§ TASK INSTRUCTIONS: Give again, word for word, only the lines from the one containing "Phrase: helmet" through the final line.

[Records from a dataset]
★ ★ ★ ★ ★
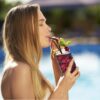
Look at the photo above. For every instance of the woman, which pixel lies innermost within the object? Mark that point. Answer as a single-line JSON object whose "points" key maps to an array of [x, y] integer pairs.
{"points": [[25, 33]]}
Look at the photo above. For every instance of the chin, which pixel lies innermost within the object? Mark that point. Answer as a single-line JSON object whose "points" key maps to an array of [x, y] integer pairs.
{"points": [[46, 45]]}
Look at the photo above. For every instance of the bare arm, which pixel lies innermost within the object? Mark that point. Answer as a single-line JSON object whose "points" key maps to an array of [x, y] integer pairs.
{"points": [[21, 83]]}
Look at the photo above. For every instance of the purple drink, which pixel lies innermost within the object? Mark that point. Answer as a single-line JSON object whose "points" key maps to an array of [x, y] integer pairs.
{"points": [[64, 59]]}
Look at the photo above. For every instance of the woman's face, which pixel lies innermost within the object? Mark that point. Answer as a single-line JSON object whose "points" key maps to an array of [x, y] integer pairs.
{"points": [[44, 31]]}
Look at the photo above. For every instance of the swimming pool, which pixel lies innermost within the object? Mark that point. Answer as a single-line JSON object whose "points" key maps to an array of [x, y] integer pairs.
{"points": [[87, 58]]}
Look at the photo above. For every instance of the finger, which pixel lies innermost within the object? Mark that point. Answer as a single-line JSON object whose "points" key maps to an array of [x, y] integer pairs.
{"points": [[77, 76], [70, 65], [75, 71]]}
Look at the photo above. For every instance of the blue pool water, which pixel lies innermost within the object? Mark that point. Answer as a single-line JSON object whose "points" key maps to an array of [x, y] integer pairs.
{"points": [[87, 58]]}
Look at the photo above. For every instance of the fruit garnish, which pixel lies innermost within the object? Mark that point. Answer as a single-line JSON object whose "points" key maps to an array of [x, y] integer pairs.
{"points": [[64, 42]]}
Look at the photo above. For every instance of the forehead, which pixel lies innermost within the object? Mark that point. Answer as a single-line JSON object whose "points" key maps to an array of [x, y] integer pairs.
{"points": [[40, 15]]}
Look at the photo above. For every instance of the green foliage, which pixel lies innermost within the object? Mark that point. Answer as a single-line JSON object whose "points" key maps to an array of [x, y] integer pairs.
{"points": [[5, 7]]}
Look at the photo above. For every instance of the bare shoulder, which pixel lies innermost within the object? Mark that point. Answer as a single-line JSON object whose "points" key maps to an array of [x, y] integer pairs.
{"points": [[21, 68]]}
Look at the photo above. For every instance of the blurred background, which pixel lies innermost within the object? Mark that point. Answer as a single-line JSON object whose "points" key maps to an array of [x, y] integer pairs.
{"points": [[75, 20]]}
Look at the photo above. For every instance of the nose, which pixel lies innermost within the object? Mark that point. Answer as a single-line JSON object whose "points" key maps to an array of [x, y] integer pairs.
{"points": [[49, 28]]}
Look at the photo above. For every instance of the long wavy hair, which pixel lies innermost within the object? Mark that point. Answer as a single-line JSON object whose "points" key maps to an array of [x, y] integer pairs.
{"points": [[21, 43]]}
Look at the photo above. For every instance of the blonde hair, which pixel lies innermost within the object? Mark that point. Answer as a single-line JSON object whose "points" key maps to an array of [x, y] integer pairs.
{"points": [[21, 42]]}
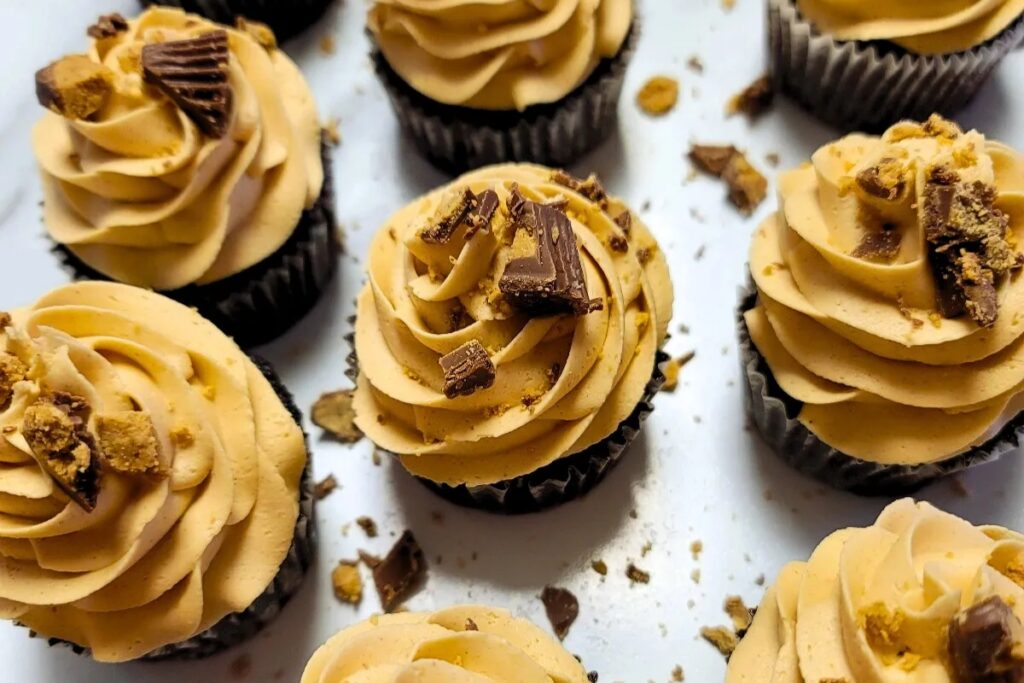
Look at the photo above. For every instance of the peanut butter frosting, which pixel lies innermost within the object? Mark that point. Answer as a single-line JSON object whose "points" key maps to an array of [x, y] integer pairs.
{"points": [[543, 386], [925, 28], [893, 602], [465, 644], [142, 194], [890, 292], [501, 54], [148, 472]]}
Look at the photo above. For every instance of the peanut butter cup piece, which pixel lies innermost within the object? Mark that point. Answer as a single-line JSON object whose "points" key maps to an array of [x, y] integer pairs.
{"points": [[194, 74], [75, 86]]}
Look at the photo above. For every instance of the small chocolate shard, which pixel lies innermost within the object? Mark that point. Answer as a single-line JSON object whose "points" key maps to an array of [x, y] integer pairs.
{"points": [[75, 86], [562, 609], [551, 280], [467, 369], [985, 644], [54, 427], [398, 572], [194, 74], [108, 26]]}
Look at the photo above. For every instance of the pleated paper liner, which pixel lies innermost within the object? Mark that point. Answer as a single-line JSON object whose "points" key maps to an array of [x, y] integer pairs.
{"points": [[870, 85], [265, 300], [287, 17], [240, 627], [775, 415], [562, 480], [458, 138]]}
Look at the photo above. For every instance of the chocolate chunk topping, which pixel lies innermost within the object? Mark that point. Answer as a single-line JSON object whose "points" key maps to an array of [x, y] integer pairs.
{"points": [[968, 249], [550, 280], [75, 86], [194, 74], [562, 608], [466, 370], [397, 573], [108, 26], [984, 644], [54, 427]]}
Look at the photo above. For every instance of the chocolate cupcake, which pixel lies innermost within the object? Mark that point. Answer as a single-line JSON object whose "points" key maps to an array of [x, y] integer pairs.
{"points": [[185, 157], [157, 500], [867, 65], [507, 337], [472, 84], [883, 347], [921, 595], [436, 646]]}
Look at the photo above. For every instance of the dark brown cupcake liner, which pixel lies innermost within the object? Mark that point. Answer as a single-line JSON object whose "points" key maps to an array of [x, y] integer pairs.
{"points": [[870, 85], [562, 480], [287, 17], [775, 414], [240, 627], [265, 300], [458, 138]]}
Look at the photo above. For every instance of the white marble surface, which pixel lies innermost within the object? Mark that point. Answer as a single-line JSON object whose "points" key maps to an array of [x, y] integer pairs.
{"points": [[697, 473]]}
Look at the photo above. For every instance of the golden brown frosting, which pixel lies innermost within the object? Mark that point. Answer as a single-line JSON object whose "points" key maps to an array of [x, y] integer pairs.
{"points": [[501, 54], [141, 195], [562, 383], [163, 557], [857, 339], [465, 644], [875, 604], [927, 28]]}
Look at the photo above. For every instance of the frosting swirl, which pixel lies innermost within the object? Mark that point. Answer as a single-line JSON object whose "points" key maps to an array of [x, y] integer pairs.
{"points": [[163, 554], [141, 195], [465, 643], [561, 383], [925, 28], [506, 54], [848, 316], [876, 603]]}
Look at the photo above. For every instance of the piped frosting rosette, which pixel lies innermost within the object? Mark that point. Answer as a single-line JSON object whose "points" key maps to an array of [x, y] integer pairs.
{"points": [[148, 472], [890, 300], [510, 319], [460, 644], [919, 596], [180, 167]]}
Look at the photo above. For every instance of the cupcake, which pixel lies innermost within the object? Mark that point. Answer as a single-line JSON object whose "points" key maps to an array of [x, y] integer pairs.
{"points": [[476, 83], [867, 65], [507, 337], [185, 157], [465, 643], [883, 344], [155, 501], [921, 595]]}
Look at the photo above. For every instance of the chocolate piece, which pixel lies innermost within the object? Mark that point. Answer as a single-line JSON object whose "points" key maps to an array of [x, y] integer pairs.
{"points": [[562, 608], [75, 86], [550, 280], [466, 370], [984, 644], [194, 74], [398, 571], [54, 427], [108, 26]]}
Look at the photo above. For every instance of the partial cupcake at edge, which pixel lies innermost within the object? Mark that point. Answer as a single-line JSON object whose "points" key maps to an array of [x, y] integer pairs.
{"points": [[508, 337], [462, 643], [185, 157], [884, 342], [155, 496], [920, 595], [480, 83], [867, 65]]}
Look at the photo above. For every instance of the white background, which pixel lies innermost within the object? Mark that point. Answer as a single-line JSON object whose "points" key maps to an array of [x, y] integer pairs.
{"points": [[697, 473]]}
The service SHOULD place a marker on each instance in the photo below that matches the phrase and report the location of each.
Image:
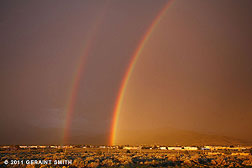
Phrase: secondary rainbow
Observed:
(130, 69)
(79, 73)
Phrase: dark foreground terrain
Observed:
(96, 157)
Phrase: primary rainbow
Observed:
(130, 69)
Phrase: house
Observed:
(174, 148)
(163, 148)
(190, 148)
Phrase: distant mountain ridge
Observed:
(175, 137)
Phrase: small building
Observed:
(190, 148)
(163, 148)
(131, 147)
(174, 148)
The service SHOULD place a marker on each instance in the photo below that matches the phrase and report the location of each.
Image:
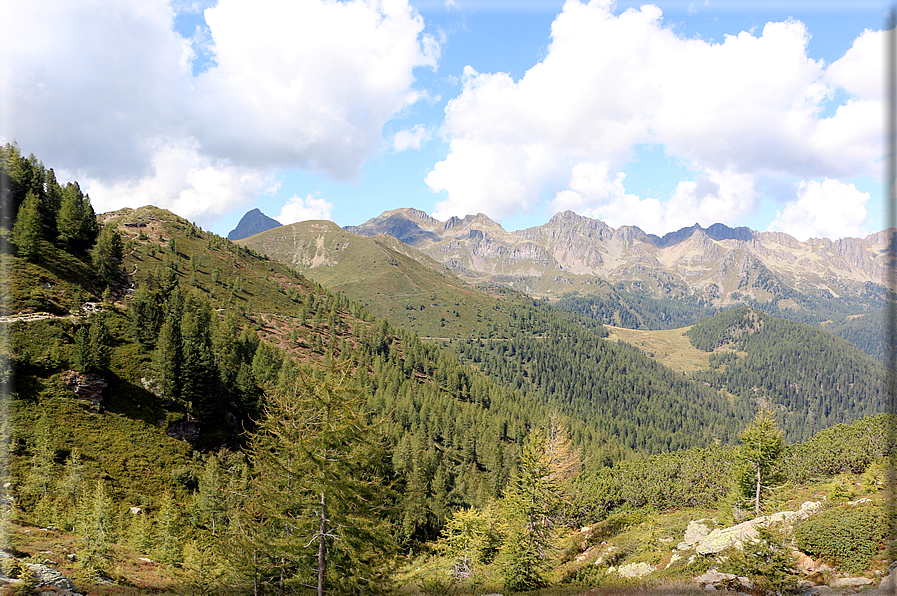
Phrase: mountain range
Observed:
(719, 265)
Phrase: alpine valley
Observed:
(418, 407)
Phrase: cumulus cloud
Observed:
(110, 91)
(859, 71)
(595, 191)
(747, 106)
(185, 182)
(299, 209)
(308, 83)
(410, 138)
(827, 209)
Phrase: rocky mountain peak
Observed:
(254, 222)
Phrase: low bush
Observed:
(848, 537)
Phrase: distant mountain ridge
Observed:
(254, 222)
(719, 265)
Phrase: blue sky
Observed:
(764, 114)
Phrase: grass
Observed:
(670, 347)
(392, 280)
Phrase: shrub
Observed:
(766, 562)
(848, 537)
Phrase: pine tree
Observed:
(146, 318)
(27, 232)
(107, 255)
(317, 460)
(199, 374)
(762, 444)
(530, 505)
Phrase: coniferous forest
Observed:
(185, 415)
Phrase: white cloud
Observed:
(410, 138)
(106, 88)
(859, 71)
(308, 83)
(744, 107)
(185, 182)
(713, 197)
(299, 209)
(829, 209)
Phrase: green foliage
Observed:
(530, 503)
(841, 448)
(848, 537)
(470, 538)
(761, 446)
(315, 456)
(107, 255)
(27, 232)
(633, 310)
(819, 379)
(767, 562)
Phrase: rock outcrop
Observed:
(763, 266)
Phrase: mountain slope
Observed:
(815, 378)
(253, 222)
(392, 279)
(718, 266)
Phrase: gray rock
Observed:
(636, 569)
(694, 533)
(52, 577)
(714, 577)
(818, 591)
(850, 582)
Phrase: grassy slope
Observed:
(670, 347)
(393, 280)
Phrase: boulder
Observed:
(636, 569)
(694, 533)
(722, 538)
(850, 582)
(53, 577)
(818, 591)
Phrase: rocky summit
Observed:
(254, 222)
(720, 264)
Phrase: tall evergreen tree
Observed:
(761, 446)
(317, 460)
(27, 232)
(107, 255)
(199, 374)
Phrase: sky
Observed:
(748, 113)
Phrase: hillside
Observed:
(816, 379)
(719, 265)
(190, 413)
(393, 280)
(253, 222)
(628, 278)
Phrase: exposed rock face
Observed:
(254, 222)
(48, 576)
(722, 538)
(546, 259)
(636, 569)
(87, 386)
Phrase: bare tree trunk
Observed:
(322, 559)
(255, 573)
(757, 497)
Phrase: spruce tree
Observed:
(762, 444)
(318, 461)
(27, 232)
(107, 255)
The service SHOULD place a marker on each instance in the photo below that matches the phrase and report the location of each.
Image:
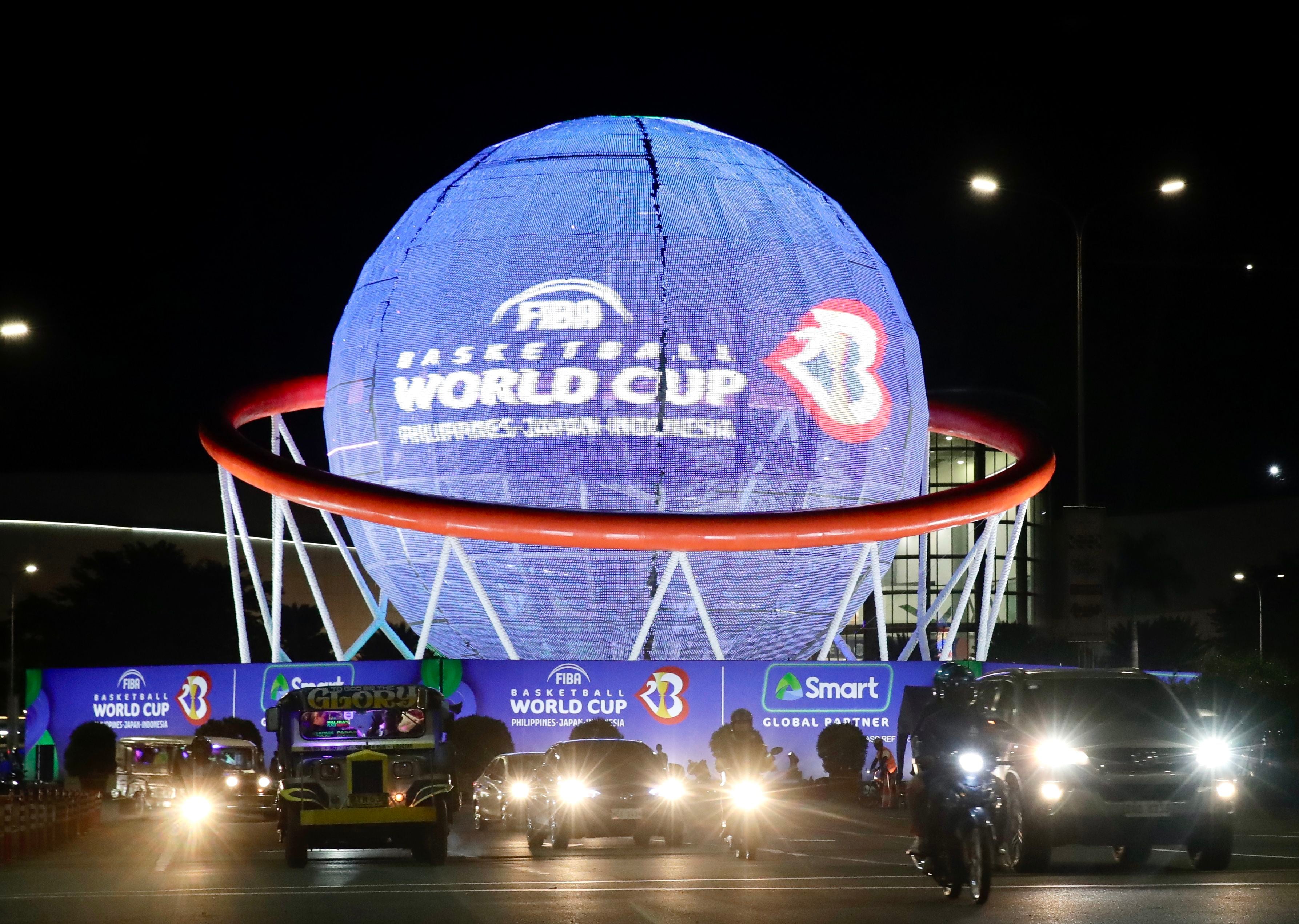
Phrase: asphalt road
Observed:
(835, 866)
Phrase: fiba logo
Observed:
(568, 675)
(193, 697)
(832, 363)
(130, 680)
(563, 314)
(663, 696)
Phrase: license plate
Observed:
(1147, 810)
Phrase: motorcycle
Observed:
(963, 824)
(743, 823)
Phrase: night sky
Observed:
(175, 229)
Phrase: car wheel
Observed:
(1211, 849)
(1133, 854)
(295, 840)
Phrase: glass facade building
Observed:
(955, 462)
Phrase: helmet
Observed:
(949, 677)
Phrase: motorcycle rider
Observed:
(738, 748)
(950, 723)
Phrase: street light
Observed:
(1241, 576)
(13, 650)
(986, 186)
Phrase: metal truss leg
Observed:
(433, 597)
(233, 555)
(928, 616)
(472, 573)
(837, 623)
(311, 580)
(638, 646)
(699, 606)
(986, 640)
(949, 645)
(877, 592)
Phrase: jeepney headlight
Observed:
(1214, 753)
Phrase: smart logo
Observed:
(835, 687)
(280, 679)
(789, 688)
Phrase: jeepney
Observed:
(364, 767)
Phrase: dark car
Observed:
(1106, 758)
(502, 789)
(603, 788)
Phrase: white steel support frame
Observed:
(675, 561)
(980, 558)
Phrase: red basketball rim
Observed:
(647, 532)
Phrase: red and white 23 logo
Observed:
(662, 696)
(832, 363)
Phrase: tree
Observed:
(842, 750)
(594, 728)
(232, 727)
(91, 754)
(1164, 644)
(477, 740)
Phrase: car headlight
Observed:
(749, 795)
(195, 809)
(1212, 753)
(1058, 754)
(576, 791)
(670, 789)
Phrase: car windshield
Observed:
★ ★ ★ ★ ★
§ SOLUTION TO THE EXERCISE:
Phrase: helmet
Observed:
(949, 677)
Phrase: motorcycle rider
Observed:
(738, 748)
(950, 723)
Phrase: street light
Observed:
(1241, 576)
(13, 650)
(986, 186)
Phrase: metal truss leg
Observed:
(433, 597)
(233, 555)
(928, 616)
(472, 573)
(837, 623)
(311, 580)
(638, 646)
(699, 606)
(986, 640)
(949, 645)
(877, 592)
Phrase: jeepney headlight
Observed:
(1214, 753)
Phrase: smart logo
Observed:
(835, 687)
(280, 679)
(789, 688)
Phrase: jeepney
Observed:
(364, 767)
Phrase: dark car
Observed:
(1106, 758)
(502, 789)
(603, 788)
Phrase: white steel support frame
Observed:
(675, 561)
(980, 558)
Phrase: red basketball rim
Observed:
(647, 532)
Phrase: red and white 23 logo
Observed:
(662, 696)
(832, 363)
Phrase: tree
Observed:
(842, 750)
(594, 728)
(232, 727)
(91, 754)
(1164, 644)
(477, 740)
Phrase: car headlight
Observed:
(749, 795)
(195, 809)
(1212, 753)
(1058, 754)
(576, 791)
(670, 789)
Phrase: car windshield
Observed:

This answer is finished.